_Task brief_
Please rewrite the entries below as a JSON list of strings, one string per line, leaving out any blank lines.

[Source entries]
--- begin ---
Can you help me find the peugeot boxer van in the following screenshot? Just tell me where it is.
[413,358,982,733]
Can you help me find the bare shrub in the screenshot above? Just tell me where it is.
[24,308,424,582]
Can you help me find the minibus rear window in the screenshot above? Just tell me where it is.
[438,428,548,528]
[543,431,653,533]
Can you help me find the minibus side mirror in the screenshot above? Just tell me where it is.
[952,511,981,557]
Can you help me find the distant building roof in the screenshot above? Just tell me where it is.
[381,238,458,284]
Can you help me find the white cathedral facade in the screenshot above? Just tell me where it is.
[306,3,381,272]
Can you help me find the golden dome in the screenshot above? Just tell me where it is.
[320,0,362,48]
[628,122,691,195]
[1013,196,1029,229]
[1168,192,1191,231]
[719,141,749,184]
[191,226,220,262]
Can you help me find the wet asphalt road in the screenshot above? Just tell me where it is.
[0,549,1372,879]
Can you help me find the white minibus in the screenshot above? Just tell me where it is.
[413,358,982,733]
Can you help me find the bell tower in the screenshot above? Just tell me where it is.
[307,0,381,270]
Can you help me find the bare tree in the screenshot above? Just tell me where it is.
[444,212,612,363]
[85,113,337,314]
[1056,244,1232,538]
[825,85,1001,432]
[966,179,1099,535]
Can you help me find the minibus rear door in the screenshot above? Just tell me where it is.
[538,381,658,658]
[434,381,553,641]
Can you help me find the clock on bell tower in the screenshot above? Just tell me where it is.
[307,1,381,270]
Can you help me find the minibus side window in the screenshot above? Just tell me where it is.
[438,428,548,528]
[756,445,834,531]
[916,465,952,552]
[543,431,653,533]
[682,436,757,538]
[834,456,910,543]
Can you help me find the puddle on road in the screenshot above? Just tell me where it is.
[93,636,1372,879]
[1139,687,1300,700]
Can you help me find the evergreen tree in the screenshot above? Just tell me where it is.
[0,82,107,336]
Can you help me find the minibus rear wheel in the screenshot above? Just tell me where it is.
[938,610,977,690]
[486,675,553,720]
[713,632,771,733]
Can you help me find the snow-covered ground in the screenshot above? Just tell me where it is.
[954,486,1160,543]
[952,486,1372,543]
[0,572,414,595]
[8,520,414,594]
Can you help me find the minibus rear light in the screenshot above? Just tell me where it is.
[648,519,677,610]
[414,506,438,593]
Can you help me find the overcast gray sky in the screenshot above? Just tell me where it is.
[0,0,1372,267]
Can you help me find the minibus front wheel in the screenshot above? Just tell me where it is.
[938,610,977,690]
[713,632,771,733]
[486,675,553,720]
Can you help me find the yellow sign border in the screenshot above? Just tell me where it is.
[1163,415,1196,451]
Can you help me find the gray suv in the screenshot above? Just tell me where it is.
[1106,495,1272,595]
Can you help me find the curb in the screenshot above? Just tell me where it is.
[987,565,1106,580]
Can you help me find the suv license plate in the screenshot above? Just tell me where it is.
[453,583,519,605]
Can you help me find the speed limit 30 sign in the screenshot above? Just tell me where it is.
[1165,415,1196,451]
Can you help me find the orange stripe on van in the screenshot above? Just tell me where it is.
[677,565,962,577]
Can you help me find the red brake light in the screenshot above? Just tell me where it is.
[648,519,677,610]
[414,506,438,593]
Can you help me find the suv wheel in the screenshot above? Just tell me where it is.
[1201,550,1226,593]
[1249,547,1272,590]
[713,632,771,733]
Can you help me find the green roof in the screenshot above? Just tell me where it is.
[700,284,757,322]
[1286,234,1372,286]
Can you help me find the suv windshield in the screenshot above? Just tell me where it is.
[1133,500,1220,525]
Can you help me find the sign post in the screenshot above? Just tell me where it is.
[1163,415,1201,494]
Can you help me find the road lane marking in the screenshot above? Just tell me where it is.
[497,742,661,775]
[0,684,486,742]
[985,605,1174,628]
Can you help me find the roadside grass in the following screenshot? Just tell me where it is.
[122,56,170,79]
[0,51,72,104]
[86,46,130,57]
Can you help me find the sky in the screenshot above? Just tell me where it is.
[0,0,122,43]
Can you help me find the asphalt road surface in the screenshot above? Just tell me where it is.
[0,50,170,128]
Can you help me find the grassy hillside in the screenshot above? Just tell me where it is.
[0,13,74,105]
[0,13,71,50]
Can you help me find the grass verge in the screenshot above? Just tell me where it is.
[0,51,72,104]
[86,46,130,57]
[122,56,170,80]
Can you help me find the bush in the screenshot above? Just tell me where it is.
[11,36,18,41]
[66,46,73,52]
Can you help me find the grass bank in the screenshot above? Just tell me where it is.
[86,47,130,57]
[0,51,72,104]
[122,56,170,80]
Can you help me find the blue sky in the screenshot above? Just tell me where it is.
--- end ---
_Right answer_
[
  "Can you help me find the peugeot boxer van in the following screenshot? Just tell me where it is.",
  "[413,358,982,733]",
  "Can you help me find the bare shrub in the screenshot above? Just tell me where it is.",
  "[24,308,424,582]",
  "Can you help me find the minibus rear window in the screenshot above? Just tell me where it is.",
  "[438,428,548,528]",
  "[543,431,653,533]",
  "Can you help me find the minibus side mirror in the screenshot above? Just tell me where it is.",
  "[952,511,981,557]",
  "Can you help me find the distant building roof in the screenshot above? Just tell me where it is.",
  "[381,238,458,284]",
  "Can you help me find the white cathedral facade in the screenshot above? Just tell me where it is.",
  "[306,3,381,272]",
  "Can you help me find the golden dome in the screenshot above? Just tell me where it is.",
  "[320,0,362,48]",
  "[628,122,691,195]",
  "[1013,196,1029,229]",
  "[1168,192,1191,231]",
  "[719,141,749,184]",
  "[191,226,220,262]",
  "Can you help me find the wet asphalt road in the screenshot above? Just tell me where it is.",
  "[0,549,1372,879]",
  "Can you help me find the white minibus in the screenshot above? Just tell me where it is.",
  "[413,358,982,733]",
  "Can you help me find the bell tower in the screenshot above? Just tell me where it is.",
  "[307,0,381,270]",
  "Can you help me find the bare tree in the screenshot above? Just tell me where it is.",
  "[444,212,612,363]",
  "[85,113,337,314]",
  "[1056,244,1232,538]",
  "[825,85,1001,432]",
  "[966,179,1099,535]",
  "Can you help me find the minibus rear door in the screenshot above? Just tell me where it is.",
  "[538,381,658,658]",
  "[434,381,553,641]",
  "Can you help me find the clock on bell tower in the screenshot above? Just tell me where it is.",
  "[307,1,381,270]",
  "Can you help me find the minibus side window in the screenshot above? Just tell me where it is.",
  "[438,428,548,528]",
  "[756,445,834,531]",
  "[916,465,952,552]",
  "[543,431,653,533]",
  "[682,436,757,538]",
  "[834,456,910,543]",
  "Can you help me find the puddle on road in the screenshot above? Just tell me where it is.",
  "[93,636,1372,879]",
  "[1139,687,1300,700]",
  "Can you help me find the evergreen tree in the screenshot above? Just tell me where it is.",
  "[0,82,107,336]",
  "Can you help me find the minibus rear wheel in the screenshot above? Just tell me where it is.",
  "[938,610,977,690]",
  "[486,675,553,720]",
  "[713,632,771,733]",
  "Can you help me find the snow-covered ground in the screenshot above? Just tell me where it is.",
  "[954,486,1160,543]",
  "[952,486,1372,543]",
  "[0,572,414,595]",
  "[8,520,414,594]",
  "Can you help me find the minibus rear light in the screenshot above? Just tell me where it is.",
  "[648,519,677,610]",
  "[414,506,438,593]",
  "Can you help me find the overcast gray sky in the screenshot above? Just tell me where it is.",
  "[0,0,1372,267]",
  "Can you help me find the minibus front wheel in the screenshot above? Just tell me where it is.",
  "[938,610,977,690]",
  "[713,632,771,733]",
  "[486,675,553,720]",
  "Can you help me find the yellow sign border in the screenshot above? Just tell me where it is.",
  "[1163,415,1196,451]",
  "Can you help me find the gray suv in the screenshot above? Just tell me where it is.",
  "[1106,495,1272,595]",
  "Can you help me find the curb in the screenshot above? Just tell me where it is.",
  "[987,565,1106,580]",
  "Can you help me find the suv license plate in the screenshot above? Just tell me where it is.",
  "[453,583,519,605]",
  "Can you help me find the speed limit 30 sign in the screenshot above? Just tell me where it is.",
  "[1165,415,1196,451]",
  "Can you help me find the orange stripe on van in the screenshot above? Just tell me where it is.",
  "[677,565,962,577]",
  "Can you help me find the red brake light in the screenshot above? Just tell me where it is.",
  "[648,519,677,610]",
  "[414,506,438,593]",
  "Can you help me find the suv wheel in the screenshot above? Just tell me where it is.",
  "[1201,550,1226,593]",
  "[1249,547,1272,590]",
  "[713,632,771,733]",
  "Can you help me find the green roof in the screenshot above? Just tell me where it is.",
  "[700,284,757,322]",
  "[1286,234,1372,286]",
  "Can you help me find the suv windshield in the screenshot above? Just tell me where it is.",
  "[1133,500,1220,525]",
  "Can you help me find the sign post in the screenshot above? Just tell me where it is.",
  "[1163,415,1201,494]",
  "Can you help me find the road lane marking in the screenshot above? Just tell me where it is.",
  "[497,742,661,775]",
  "[0,684,486,742]",
  "[985,605,1174,628]",
  "Can you help me find the roadside grass in the following screenshot? Just tell me where it is.",
  "[122,56,170,79]",
  "[0,51,72,104]",
  "[86,46,130,57]",
  "Can you help me find the sky in the screenshot above? Just tell me where it is.",
  "[0,0,122,43]",
  "Can you help me find the asphalt road surface in the screenshot above? Just tell me where it is.",
  "[0,50,170,128]",
  "Can you help me find the grassy hillside in the screenshot above? Just tell me where it is.",
  "[0,13,74,105]",
  "[0,13,71,50]",
  "Can you help me find the grass verge in the screenshot above? Just tell me where it is.",
  "[0,51,72,104]",
  "[86,46,130,57]",
  "[122,56,170,80]",
  "Can you help me find the bush in the screenshot above? Just tell me where it is.",
  "[11,36,18,41]",
  "[66,46,73,52]",
  "Can you help me find the grass bank in the screenshot above? Just tell me where it is.",
  "[86,47,130,57]",
  "[0,51,72,104]",
  "[122,56,170,80]",
  "Can you help me find the blue sky in the screenshot above? Just tell me where it is."
]